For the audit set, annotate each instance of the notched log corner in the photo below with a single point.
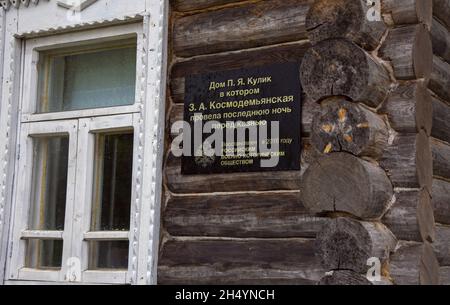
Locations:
(347, 244)
(343, 19)
(345, 126)
(340, 67)
(341, 182)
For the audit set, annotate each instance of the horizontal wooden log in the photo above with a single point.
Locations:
(414, 264)
(248, 26)
(263, 181)
(410, 52)
(262, 215)
(440, 37)
(219, 262)
(440, 79)
(441, 201)
(339, 67)
(442, 245)
(309, 108)
(441, 158)
(441, 120)
(407, 11)
(441, 9)
(344, 183)
(342, 125)
(409, 162)
(347, 244)
(444, 276)
(409, 108)
(343, 19)
(193, 5)
(411, 216)
(344, 277)
(290, 52)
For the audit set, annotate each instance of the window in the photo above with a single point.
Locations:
(74, 189)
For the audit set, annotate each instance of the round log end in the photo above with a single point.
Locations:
(343, 19)
(339, 67)
(341, 182)
(424, 10)
(347, 244)
(345, 126)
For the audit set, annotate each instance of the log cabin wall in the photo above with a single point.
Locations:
(366, 181)
(440, 90)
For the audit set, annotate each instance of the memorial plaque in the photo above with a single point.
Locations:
(244, 120)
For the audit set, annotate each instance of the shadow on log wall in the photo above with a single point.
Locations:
(371, 78)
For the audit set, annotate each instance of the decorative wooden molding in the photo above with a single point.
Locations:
(6, 4)
(76, 5)
(81, 26)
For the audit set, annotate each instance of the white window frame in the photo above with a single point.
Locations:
(81, 139)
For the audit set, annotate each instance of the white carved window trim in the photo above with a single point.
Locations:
(86, 121)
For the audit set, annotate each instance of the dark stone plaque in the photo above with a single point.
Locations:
(262, 105)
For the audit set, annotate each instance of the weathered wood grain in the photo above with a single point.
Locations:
(290, 52)
(408, 11)
(262, 215)
(411, 216)
(342, 125)
(410, 52)
(408, 161)
(441, 201)
(414, 264)
(442, 245)
(441, 9)
(344, 277)
(409, 108)
(441, 158)
(440, 37)
(290, 261)
(193, 5)
(444, 276)
(343, 19)
(249, 26)
(441, 120)
(342, 182)
(347, 244)
(339, 67)
(440, 79)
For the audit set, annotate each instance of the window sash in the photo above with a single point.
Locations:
(77, 233)
(23, 198)
(84, 185)
(91, 120)
(76, 40)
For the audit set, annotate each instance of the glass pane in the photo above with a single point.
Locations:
(48, 201)
(96, 79)
(112, 182)
(44, 254)
(108, 255)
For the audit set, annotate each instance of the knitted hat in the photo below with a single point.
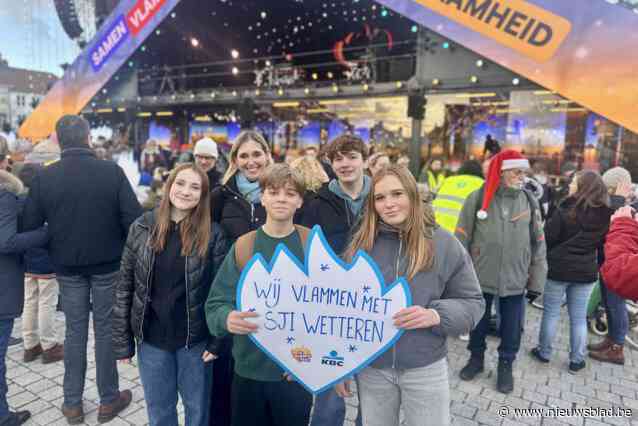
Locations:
(615, 176)
(505, 160)
(207, 147)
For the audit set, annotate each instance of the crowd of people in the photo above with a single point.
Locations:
(161, 279)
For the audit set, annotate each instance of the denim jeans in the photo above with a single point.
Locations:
(577, 298)
(77, 293)
(617, 315)
(165, 374)
(423, 393)
(330, 409)
(511, 311)
(6, 326)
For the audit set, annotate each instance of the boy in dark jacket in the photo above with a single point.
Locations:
(337, 208)
(262, 393)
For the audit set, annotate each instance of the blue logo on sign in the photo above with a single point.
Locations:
(109, 43)
(332, 359)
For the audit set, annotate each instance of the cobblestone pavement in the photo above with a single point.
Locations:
(38, 387)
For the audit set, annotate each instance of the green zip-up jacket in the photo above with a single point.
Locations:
(506, 257)
(250, 361)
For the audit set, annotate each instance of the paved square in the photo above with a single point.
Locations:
(38, 387)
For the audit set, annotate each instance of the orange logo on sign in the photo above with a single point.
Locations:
(517, 24)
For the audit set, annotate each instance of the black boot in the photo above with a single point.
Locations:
(474, 366)
(504, 378)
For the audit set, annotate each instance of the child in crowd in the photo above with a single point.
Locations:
(261, 393)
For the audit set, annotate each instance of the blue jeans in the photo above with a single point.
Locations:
(577, 298)
(617, 315)
(165, 374)
(511, 311)
(330, 410)
(5, 332)
(76, 295)
(423, 394)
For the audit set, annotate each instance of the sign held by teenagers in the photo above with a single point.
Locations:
(322, 320)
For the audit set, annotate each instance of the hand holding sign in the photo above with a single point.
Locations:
(321, 321)
(236, 324)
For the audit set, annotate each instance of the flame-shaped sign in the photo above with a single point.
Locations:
(322, 320)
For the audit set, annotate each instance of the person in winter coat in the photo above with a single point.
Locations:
(170, 260)
(573, 234)
(206, 155)
(621, 251)
(399, 232)
(263, 394)
(611, 349)
(12, 245)
(89, 206)
(500, 225)
(337, 208)
(236, 206)
(41, 292)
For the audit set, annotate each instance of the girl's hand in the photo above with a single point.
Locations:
(343, 389)
(208, 357)
(416, 317)
(236, 323)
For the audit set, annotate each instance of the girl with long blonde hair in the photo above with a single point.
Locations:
(399, 232)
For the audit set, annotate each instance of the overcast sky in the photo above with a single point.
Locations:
(32, 37)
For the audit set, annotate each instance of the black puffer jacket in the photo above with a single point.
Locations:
(573, 243)
(233, 212)
(133, 290)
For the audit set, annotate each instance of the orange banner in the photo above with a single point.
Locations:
(517, 24)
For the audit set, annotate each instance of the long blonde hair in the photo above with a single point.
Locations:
(416, 233)
(243, 138)
(195, 228)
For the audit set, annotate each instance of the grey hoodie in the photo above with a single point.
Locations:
(450, 287)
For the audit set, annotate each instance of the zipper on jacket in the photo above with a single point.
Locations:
(148, 290)
(396, 277)
(188, 315)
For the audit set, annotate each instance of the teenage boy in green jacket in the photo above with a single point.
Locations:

━━━━━━━━━━━━━━━━

### AIM OF THE TASK
One number should be returned: how many lines in the records contain the word "black".

### EXERCISE OUTPUT
2